____ TRECHO DO DOCUMENTO
Com 3h de duração, “Escola de Molieres” apresenta uma lerdeza monumental e sonífera. Um espetáculo divertido, lúdico e alegre mas que perde todas estas qualidades quando os relógios ainda marcam 1h45 de tempo corrido.

Há ali um ensaio literal. E o poder de síntese foi viajar de férias. Mesmo Haddad querendo romper com estrutura, não há motivos pertinentes que sejam responsáveis em alongar o tempo daquela maneira. Um espetáculo que poderia ser mais conciso, explorando os atores mais preparados, talvez residiria próximo a este ‘asqueroso’ lugar-comum, mas ao menos teria como resultado algo mais harmonioso, uma estrutura agradável e funcional.

No momento que a platéia passa a perder o foco o objetivo se perde – não há mensagem, não há mais interlocutor e tudo vira um grande circo, com apresentações superficiais – passa a virar entretenimento, talvez.

Em tempos onde o teatro compete com televisão, cinema, cinema 3-d, internet, Playstation, Nintendo wii, iphone entre outras formas de lazer, Haddad se põe, quiçá, como alguém que não busca NOVAS formas de teatro.

-> Como quebrar e atrair um público atravessado por novas mídias?

Há sim, uma homenagem indefectível ao dramaturgo francês – praticamente um festival, ou melhor: em tempos de rodízio de comida japonesa, Haddad oferece um ‘rodizio’ de Moliere – servido com muito esmero e dedicação.

Recheada de momentos musicais, e certo humor, o que poderia ser muito divertido se torna quase chato. Abençoados são os bons atores que ali estão, pois ‘seguram’ a peça até o final.

Uma coisa é conceber uma obra de arte, outra é obrigar os outros a admirá-la.
________
◆ **TAREFA PROPOSTA A**:
Extraia das entradas abaixo todas as linhas em que aparece a palavra "sleeve".
____ ENTRADAS PARA PROCESSAR
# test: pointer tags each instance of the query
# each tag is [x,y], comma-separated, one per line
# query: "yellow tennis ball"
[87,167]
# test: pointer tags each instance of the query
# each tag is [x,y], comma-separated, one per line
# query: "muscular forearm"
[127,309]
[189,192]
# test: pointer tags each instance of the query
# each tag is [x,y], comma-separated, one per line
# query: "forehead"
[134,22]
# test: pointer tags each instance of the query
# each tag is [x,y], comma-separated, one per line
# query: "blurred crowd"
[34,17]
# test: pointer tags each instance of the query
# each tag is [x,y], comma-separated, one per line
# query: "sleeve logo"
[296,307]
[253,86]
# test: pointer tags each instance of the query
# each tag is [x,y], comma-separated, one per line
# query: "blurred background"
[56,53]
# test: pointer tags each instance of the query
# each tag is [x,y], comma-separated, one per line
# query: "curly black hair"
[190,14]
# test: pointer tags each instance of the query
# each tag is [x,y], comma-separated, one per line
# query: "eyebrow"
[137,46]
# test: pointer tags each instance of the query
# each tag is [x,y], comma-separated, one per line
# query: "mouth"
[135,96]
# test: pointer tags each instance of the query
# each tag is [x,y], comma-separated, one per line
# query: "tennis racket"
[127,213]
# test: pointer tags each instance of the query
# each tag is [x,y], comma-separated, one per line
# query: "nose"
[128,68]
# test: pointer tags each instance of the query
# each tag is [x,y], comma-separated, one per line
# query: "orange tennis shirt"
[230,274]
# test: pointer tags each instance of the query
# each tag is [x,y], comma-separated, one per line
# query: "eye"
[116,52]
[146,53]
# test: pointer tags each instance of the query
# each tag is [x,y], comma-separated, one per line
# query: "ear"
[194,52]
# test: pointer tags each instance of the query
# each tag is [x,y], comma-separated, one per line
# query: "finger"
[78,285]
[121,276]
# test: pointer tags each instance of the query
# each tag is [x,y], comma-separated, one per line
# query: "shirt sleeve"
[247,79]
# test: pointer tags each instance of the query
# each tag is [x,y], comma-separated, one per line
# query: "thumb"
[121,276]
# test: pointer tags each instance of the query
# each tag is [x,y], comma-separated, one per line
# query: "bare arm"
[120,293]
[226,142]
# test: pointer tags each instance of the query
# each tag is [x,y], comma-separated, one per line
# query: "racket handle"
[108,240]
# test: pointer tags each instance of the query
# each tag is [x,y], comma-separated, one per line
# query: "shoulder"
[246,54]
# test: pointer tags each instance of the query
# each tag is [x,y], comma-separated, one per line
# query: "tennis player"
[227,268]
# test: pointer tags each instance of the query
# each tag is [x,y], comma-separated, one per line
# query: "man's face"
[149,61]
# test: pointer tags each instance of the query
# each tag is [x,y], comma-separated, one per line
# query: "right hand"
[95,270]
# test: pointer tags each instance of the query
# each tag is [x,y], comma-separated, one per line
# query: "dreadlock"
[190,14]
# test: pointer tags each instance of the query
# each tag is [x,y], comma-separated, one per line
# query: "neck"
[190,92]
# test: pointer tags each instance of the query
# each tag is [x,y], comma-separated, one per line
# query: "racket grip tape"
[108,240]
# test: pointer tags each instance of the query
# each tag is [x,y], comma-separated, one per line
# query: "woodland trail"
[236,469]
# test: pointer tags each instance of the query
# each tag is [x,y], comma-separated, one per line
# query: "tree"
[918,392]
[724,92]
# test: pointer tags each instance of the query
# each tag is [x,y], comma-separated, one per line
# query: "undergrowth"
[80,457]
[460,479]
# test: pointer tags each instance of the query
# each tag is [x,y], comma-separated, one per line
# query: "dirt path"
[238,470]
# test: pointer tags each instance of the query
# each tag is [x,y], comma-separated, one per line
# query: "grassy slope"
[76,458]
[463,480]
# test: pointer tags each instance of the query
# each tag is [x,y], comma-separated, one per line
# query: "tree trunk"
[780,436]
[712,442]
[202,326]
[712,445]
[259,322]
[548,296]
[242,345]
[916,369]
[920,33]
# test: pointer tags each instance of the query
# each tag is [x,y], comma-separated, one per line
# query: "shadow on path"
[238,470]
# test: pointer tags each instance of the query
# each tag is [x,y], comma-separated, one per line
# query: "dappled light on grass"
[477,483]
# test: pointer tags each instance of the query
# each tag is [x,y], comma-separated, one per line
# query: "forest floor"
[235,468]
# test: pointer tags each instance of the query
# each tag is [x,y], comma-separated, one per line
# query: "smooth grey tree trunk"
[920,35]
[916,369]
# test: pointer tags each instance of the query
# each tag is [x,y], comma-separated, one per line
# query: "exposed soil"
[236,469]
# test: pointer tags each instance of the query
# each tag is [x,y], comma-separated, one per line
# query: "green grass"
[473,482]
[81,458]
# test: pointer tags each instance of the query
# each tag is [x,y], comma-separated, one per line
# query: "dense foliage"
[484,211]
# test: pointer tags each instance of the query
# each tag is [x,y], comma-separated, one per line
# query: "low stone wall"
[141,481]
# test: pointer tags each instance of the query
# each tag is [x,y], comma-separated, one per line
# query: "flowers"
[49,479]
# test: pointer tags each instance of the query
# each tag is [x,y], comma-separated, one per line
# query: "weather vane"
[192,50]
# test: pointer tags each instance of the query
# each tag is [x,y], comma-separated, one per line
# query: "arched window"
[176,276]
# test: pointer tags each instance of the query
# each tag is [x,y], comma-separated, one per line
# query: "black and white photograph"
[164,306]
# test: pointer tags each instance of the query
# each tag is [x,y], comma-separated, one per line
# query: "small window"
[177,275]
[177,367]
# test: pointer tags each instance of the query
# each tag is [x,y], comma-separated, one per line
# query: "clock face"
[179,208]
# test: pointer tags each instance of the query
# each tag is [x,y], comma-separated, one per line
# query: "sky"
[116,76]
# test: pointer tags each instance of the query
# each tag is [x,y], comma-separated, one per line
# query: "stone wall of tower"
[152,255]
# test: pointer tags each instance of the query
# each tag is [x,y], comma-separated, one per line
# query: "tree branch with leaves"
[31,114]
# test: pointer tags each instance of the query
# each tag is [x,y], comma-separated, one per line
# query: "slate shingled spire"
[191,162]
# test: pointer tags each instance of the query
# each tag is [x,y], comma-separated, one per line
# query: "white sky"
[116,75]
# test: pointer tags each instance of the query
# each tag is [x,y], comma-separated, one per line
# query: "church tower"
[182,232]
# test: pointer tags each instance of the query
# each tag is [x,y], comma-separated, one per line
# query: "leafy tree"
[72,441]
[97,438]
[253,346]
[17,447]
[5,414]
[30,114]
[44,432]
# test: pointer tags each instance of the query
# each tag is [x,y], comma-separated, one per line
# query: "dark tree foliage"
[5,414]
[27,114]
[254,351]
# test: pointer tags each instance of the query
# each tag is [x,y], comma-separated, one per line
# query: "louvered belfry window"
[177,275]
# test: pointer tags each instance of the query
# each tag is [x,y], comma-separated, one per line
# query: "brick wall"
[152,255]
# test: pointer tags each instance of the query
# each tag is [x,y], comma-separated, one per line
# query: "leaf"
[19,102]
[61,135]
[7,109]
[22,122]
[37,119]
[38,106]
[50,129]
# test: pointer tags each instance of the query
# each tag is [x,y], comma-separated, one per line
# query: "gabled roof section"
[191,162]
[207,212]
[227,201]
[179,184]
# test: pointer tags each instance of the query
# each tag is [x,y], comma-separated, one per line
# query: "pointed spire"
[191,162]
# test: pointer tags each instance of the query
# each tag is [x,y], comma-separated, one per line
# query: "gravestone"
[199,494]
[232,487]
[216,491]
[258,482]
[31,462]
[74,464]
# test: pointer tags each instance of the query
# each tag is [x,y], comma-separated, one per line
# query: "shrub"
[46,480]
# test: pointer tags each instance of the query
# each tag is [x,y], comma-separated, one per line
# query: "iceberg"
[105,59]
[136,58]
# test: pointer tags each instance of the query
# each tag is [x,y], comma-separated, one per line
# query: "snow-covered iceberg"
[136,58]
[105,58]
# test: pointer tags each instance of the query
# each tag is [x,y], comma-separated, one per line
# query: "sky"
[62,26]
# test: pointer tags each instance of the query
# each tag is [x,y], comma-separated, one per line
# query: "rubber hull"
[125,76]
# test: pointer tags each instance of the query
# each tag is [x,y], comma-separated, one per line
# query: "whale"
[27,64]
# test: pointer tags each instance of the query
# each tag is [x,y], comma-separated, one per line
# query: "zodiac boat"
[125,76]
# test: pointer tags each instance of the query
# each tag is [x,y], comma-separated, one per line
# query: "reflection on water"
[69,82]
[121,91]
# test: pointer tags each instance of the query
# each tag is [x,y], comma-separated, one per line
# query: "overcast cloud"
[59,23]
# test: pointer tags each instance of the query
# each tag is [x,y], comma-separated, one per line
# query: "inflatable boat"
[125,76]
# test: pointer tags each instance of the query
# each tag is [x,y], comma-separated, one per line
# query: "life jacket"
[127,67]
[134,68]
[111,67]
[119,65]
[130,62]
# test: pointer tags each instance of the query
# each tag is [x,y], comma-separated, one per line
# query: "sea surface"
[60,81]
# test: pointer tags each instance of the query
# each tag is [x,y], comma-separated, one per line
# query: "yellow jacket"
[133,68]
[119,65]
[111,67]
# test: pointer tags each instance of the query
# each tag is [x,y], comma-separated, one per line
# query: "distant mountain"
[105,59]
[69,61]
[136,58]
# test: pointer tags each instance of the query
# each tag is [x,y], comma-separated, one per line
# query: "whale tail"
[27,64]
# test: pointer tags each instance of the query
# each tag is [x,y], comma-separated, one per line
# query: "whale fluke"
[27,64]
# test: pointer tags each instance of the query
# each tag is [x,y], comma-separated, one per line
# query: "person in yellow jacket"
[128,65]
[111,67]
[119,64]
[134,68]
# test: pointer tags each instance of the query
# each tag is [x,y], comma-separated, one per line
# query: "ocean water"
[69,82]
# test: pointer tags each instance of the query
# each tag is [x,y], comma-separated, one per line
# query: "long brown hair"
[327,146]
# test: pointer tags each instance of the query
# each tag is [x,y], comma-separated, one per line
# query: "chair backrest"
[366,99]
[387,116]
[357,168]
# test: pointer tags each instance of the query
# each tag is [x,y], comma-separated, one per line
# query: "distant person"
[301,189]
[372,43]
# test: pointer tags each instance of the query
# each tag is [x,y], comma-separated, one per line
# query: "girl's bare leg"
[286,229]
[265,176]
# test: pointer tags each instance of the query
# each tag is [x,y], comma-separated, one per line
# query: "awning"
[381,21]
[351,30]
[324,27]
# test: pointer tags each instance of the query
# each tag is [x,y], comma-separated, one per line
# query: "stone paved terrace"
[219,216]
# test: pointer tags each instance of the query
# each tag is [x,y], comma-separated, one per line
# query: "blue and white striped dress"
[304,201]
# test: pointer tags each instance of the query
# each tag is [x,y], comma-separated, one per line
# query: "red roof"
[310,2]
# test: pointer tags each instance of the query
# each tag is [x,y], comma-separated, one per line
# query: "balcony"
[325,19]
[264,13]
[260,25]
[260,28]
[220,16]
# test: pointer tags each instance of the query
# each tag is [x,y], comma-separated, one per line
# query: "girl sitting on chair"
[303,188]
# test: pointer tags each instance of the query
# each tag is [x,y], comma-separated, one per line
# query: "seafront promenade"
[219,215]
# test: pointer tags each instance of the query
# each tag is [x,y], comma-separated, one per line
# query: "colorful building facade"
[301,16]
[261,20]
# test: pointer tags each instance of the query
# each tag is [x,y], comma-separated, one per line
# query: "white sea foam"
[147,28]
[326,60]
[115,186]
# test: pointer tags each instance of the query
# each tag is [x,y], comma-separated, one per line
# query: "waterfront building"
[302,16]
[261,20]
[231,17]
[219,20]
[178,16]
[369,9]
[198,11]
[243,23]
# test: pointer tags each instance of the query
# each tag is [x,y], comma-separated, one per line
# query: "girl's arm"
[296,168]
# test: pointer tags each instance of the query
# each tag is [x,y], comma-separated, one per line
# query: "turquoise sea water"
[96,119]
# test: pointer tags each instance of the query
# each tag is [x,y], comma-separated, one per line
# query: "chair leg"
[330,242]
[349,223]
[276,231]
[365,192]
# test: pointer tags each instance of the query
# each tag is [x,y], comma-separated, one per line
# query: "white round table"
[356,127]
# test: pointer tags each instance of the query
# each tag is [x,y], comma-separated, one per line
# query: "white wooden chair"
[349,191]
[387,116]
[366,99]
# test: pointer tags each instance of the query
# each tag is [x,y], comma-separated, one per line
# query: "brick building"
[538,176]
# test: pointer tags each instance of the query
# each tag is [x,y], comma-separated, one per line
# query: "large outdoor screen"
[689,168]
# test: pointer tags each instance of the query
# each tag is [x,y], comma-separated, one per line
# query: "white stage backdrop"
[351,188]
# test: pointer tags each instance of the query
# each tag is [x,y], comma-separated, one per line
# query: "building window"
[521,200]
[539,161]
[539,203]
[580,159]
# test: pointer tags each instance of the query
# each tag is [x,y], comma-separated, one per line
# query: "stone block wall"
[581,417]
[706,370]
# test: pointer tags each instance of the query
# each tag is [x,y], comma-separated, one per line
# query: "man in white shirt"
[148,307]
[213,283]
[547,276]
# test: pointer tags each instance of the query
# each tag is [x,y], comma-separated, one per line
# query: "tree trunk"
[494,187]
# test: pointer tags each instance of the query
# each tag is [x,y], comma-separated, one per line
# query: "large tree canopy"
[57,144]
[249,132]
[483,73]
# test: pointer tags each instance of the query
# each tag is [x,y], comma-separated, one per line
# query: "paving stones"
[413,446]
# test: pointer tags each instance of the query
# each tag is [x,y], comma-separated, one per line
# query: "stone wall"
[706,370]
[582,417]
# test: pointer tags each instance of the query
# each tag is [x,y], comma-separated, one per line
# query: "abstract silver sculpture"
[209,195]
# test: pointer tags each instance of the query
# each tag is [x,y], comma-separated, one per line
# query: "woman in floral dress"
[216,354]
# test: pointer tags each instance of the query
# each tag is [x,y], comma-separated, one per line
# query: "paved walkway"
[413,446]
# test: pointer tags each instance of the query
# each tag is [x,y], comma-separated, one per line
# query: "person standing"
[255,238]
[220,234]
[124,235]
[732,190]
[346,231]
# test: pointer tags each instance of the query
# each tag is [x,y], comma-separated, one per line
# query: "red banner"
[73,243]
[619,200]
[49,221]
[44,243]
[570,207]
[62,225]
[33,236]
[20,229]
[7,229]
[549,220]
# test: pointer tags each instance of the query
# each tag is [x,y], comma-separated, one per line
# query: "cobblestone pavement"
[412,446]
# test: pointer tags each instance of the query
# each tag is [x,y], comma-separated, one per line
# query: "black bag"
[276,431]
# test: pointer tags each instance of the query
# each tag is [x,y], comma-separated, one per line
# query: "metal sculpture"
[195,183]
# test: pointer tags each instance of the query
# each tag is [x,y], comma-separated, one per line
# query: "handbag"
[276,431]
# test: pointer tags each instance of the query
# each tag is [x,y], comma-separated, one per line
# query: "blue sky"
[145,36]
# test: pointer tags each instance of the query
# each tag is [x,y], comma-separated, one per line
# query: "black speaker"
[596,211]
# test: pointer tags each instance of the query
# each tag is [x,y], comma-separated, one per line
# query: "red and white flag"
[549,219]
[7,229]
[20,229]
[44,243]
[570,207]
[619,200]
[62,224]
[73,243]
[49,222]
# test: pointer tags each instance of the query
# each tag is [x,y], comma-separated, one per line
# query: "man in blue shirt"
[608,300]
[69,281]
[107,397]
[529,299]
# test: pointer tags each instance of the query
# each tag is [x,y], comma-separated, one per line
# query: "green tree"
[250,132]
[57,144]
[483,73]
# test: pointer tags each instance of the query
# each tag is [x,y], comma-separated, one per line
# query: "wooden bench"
________
◆ **TAREFA PROPOSTA B**:
Transcreva, da crítica teatral acima, o trecho que vai de "Em tempos onde" até "formas de teatro.", inclusive.

◆ **RESOLUÇÃO COMENTADA A**:
# query: "sleeve logo"
# query: "shirt sleeve"

◆ **RESOLUÇÃO COMENTADA B**:
Em tempos onde o teatro compete com televisão, cinema, cinema 3-d, internet, Playstation, Nintendo wii, iphone entre outras formas de lazer, Haddad se põe, quiçá, como alguém que não busca NOVAS formas de teatro.